• **What you will do**:
Output the material word for word. Leave each picture out.

--- --- ---

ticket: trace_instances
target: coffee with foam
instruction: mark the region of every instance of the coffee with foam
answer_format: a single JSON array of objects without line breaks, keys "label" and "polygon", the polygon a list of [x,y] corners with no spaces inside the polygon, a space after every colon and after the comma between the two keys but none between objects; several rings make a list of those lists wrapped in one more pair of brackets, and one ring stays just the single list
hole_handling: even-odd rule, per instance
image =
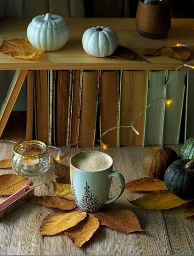
[{"label": "coffee with foam", "polygon": [[109,168],[112,160],[107,154],[95,151],[80,152],[75,155],[72,164],[78,169],[88,172],[98,172]]}]

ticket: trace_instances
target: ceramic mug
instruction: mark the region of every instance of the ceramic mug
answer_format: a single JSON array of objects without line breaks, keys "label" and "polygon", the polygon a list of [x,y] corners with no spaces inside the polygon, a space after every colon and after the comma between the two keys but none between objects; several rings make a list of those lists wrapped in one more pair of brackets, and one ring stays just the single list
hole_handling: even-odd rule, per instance
[{"label": "ceramic mug", "polygon": [[[71,185],[78,208],[87,212],[95,212],[105,204],[114,202],[123,194],[125,181],[122,174],[113,172],[113,160],[108,154],[98,151],[82,151],[70,158]],[[112,177],[117,178],[121,189],[109,198]]]}]

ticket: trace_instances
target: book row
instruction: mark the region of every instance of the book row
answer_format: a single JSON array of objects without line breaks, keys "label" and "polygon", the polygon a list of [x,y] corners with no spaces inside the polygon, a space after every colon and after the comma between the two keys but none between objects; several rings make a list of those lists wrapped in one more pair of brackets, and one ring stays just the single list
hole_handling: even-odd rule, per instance
[{"label": "book row", "polygon": [[181,126],[185,140],[194,136],[194,71],[177,71],[165,86],[174,73],[16,70],[0,112],[0,135],[27,75],[26,140],[92,146],[110,128],[134,121],[139,135],[117,128],[102,141],[109,147],[178,144]]}]

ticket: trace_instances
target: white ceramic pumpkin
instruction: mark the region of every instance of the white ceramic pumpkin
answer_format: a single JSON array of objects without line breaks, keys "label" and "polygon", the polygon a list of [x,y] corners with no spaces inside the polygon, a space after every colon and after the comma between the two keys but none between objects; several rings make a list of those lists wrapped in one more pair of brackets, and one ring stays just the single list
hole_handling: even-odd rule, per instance
[{"label": "white ceramic pumpkin", "polygon": [[118,38],[110,28],[98,26],[88,29],[82,36],[82,45],[85,52],[96,57],[111,55],[117,49]]},{"label": "white ceramic pumpkin", "polygon": [[27,30],[28,38],[34,47],[45,52],[61,48],[69,37],[67,25],[62,17],[47,13],[33,19]]}]

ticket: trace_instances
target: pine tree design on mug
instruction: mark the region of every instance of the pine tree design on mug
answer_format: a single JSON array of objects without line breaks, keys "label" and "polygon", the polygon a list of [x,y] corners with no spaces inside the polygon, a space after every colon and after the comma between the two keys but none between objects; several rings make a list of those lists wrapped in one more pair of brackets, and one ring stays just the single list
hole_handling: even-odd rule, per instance
[{"label": "pine tree design on mug", "polygon": [[76,204],[79,209],[84,212],[97,212],[103,206],[102,204],[98,202],[98,197],[95,197],[95,195],[92,194],[92,192],[90,190],[90,187],[88,185],[87,182],[86,182],[86,186],[84,188],[84,195],[82,196],[81,200],[79,202],[76,195],[73,182],[72,181],[72,193]]}]

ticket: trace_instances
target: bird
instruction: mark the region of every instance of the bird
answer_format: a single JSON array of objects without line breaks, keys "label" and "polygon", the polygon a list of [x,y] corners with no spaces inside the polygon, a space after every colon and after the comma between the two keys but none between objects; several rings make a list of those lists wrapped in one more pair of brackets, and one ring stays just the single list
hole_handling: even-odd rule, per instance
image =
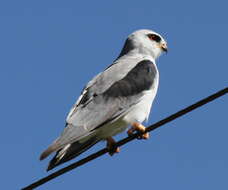
[{"label": "bird", "polygon": [[157,58],[167,53],[167,42],[153,30],[131,33],[119,56],[82,90],[58,137],[40,156],[56,152],[47,171],[85,152],[100,141],[107,142],[109,154],[120,152],[114,136],[127,131],[148,139],[143,122],[148,120],[157,93]]}]

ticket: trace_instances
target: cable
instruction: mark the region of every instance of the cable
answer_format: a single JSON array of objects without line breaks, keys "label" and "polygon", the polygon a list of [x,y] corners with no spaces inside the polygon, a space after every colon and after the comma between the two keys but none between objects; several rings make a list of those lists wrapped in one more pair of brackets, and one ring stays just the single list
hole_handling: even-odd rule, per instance
[{"label": "cable", "polygon": [[[161,127],[162,125],[164,125],[164,124],[166,124],[168,122],[171,122],[171,121],[173,121],[173,120],[175,120],[175,119],[177,119],[177,118],[179,118],[179,117],[181,117],[181,116],[193,111],[194,109],[197,109],[197,108],[199,108],[199,107],[201,107],[201,106],[203,106],[203,105],[205,105],[205,104],[207,104],[207,103],[209,103],[209,102],[211,102],[211,101],[213,101],[213,100],[225,95],[226,93],[228,93],[228,88],[224,88],[223,90],[220,90],[220,91],[216,92],[215,94],[212,94],[211,96],[209,96],[207,98],[204,98],[204,99],[196,102],[195,104],[192,104],[192,105],[190,105],[190,106],[188,106],[188,107],[186,107],[186,108],[184,108],[184,109],[182,109],[182,110],[180,110],[180,111],[178,111],[178,112],[166,117],[165,119],[162,119],[162,120],[158,121],[157,123],[147,127],[146,132],[153,131],[153,130],[157,129],[158,127]],[[126,138],[118,141],[116,143],[116,146],[122,146],[122,145],[124,145],[124,144],[126,144],[126,143],[128,143],[128,142],[130,142],[130,141],[132,141],[134,139],[136,139],[139,135],[140,135],[140,133],[137,133],[137,134],[134,134],[132,136],[126,137]],[[48,175],[48,176],[46,176],[44,178],[32,183],[31,185],[29,185],[27,187],[22,188],[22,190],[32,190],[32,189],[34,189],[36,187],[39,187],[42,184],[47,183],[48,181],[50,181],[50,180],[52,180],[52,179],[54,179],[54,178],[56,178],[58,176],[61,176],[61,175],[63,175],[66,172],[69,172],[69,171],[71,171],[71,170],[73,170],[73,169],[75,169],[75,168],[77,168],[77,167],[79,167],[81,165],[86,164],[87,162],[90,162],[90,161],[92,161],[92,160],[104,155],[107,152],[108,152],[107,148],[101,149],[100,151],[98,151],[98,152],[96,152],[94,154],[91,154],[91,155],[89,155],[86,158],[83,158],[83,159],[81,159],[81,160],[79,160],[79,161],[77,161],[77,162],[75,162],[75,163],[63,168],[63,169],[60,169],[60,170],[58,170],[58,171],[56,171],[56,172],[54,172],[54,173],[52,173],[52,174],[50,174],[50,175]]]}]

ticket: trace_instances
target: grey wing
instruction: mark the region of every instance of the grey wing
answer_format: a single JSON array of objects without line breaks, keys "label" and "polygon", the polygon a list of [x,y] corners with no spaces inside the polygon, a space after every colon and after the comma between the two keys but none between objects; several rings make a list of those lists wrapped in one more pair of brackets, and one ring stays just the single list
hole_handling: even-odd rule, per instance
[{"label": "grey wing", "polygon": [[142,92],[150,89],[157,72],[152,62],[121,63],[114,64],[88,84],[67,117],[67,127],[49,147],[48,154],[92,135],[96,128],[126,114],[140,101]]}]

--- --- ---

• **Written solution**:
ticket: trace_instances
target: coffee with foam
instruction: mark the region of every instance of the coffee with foam
answer_format: a single JSON array of objects without line breaks, keys "label" and "polygon", the polygon a list of [x,y] corners with no spaces inside the polygon, a space after every colon and after the comma between the two keys but none between objects; several rings make a list of those lists wrapped in one more pair of brackets, and one ring stays just the single list
hole_handling: even-odd rule, per instance
image =
[{"label": "coffee with foam", "polygon": [[109,168],[112,160],[107,154],[95,151],[80,152],[75,155],[72,164],[78,169],[88,172],[98,172]]}]

ticket: trace_instances
target: ceramic mug
instruction: mark the region of every instance of the ceramic mug
answer_format: a single JSON array of objects without line breaks, keys "label" and "polygon", the polygon a list of [x,y] corners with no spaces inside the polygon, a space after every colon and after the comma between the two keys but none between objects; several rings make a list of those lists wrapped in one more pair of brackets, and one ring stays just the single list
hole_handling: even-odd rule, per instance
[{"label": "ceramic mug", "polygon": [[[71,185],[78,208],[87,212],[95,212],[105,204],[114,202],[123,194],[125,181],[122,174],[113,172],[113,160],[108,154],[98,151],[82,151],[70,158]],[[112,177],[117,178],[121,189],[109,198]]]}]

ticket: trace_instances
target: book row
instruction: mark the region of every instance of the book row
answer_format: a single JSON array of objects without line breaks, keys "label" and "polygon", the polygon a list of [x,y] corners with no spaces inside the polygon, a space after every colon and after the comma between the two keys but none between objects; several rings make a list of those lists wrapped in one more pair of brackets, and one ring stays just the single list
hole_handling: even-odd rule, per instance
[{"label": "book row", "polygon": [[181,126],[185,140],[194,136],[194,71],[177,71],[165,86],[174,73],[16,70],[0,112],[0,135],[27,75],[26,140],[92,146],[110,128],[134,121],[139,135],[117,128],[102,141],[109,147],[178,144]]}]

ticket: trace_instances
target: white ceramic pumpkin
instruction: mark the region of every instance of the white ceramic pumpkin
answer_format: a single JSON array of objects without line breaks, keys "label" and "polygon", the polygon a list of [x,y] corners with no spaces inside the polygon, a space after every colon and after the comma between the two keys but none between objects; several rings make a list of those lists wrapped in one more pair of brackets, and one ring stays just the single list
hole_handling: even-odd rule, per instance
[{"label": "white ceramic pumpkin", "polygon": [[118,38],[110,28],[98,26],[88,29],[82,36],[82,45],[85,52],[96,57],[111,55],[117,49]]},{"label": "white ceramic pumpkin", "polygon": [[27,30],[28,38],[34,47],[45,52],[61,48],[69,37],[67,25],[62,17],[47,13],[33,19]]}]

ticket: trace_instances
target: pine tree design on mug
instruction: mark the region of every instance of the pine tree design on mug
answer_format: a single JSON array of objects without line breaks, keys "label" and "polygon", the polygon a list of [x,y] corners with no spaces inside the polygon, a space after every colon and after the comma between the two keys but none between objects; several rings make a list of those lists wrapped in one more pair of brackets, and one ring stays just the single list
hole_handling: even-odd rule, per instance
[{"label": "pine tree design on mug", "polygon": [[76,204],[79,209],[84,212],[97,212],[103,206],[102,204],[98,202],[98,197],[95,197],[95,195],[92,194],[92,192],[90,190],[90,187],[88,185],[87,182],[86,182],[86,186],[84,188],[84,195],[82,196],[81,200],[79,202],[76,195],[73,182],[72,181],[72,193]]}]

ticket: trace_instances
target: bird
instruction: mark the region of every instance of the bird
answer_format: a single JSON array of objects without line breaks, keys "label" and "polygon", the polygon a list of [x,y] corners with no spaces inside the polygon, a space after every colon and after the comma between the two keys but none between objects; several rings make a list of those lists wrapped in one more pair of brackets, and one ring stays just the single list
hole_handling: even-odd rule, per instance
image =
[{"label": "bird", "polygon": [[157,58],[167,53],[167,42],[153,30],[131,33],[119,56],[82,90],[58,137],[40,156],[56,152],[47,171],[85,152],[100,141],[107,142],[109,154],[120,152],[114,136],[127,131],[148,139],[143,122],[148,120],[157,93]]}]

ticket: trace_instances
target: cable
instruction: mark the region of every instance of the cable
answer_format: a single JSON array of objects without line breaks, keys "label" and "polygon", the polygon a list of [x,y] corners with no spaces inside the polygon, a space after every colon and after the comma between the two keys but none between objects; several rings make a list of those lists wrapped in one more pair of brackets, and one ring stays just the single list
hole_handling: even-odd rule, per instance
[{"label": "cable", "polygon": [[[161,127],[162,125],[164,125],[164,124],[166,124],[168,122],[171,122],[171,121],[173,121],[173,120],[175,120],[175,119],[177,119],[177,118],[179,118],[179,117],[181,117],[181,116],[193,111],[194,109],[197,109],[197,108],[199,108],[199,107],[201,107],[201,106],[203,106],[203,105],[205,105],[205,104],[207,104],[207,103],[209,103],[209,102],[211,102],[211,101],[213,101],[213,100],[225,95],[226,93],[228,93],[228,88],[224,88],[223,90],[220,90],[220,91],[216,92],[215,94],[212,94],[211,96],[209,96],[207,98],[204,98],[204,99],[196,102],[195,104],[192,104],[192,105],[190,105],[190,106],[188,106],[188,107],[186,107],[186,108],[184,108],[184,109],[182,109],[182,110],[180,110],[180,111],[178,111],[178,112],[166,117],[165,119],[162,119],[162,120],[158,121],[157,123],[147,127],[146,132],[153,131],[153,130],[157,129],[158,127]],[[126,138],[118,141],[116,143],[116,146],[122,146],[122,145],[124,145],[124,144],[126,144],[126,143],[128,143],[128,142],[130,142],[130,141],[132,141],[134,139],[136,139],[139,135],[140,135],[140,133],[137,133],[137,134],[134,134],[132,136],[126,137]],[[48,175],[48,176],[46,176],[44,178],[32,183],[31,185],[29,185],[27,187],[22,188],[22,190],[32,190],[32,189],[34,189],[36,187],[39,187],[42,184],[47,183],[48,181],[50,181],[50,180],[52,180],[52,179],[54,179],[54,178],[56,178],[58,176],[61,176],[61,175],[63,175],[66,172],[69,172],[69,171],[71,171],[71,170],[73,170],[73,169],[75,169],[75,168],[77,168],[77,167],[79,167],[81,165],[86,164],[87,162],[90,162],[90,161],[92,161],[92,160],[104,155],[107,152],[108,152],[107,148],[101,149],[100,151],[98,151],[98,152],[96,152],[94,154],[91,154],[91,155],[89,155],[86,158],[83,158],[83,159],[81,159],[81,160],[79,160],[79,161],[77,161],[77,162],[75,162],[75,163],[63,168],[63,169],[60,169],[60,170],[58,170],[58,171],[56,171],[56,172],[54,172],[54,173],[52,173],[52,174],[50,174],[50,175]]]}]

ticket: trace_instances
target: grey wing
instruction: mark the region of every instance of the grey wing
answer_format: a single JSON array of objects without line breaks, keys "label" and "polygon", the polygon a list of [x,y] corners with no spaces inside the polygon, a space after every colon and after the comma between the two keys but none between objects; several rings make a list of those lists wrapped in one more pair of brackets, and one ring stays just the single list
hole_handling: even-odd rule, per instance
[{"label": "grey wing", "polygon": [[142,92],[150,89],[157,72],[152,62],[121,63],[114,64],[88,84],[67,117],[67,127],[49,147],[48,154],[92,135],[96,128],[126,114],[140,101]]}]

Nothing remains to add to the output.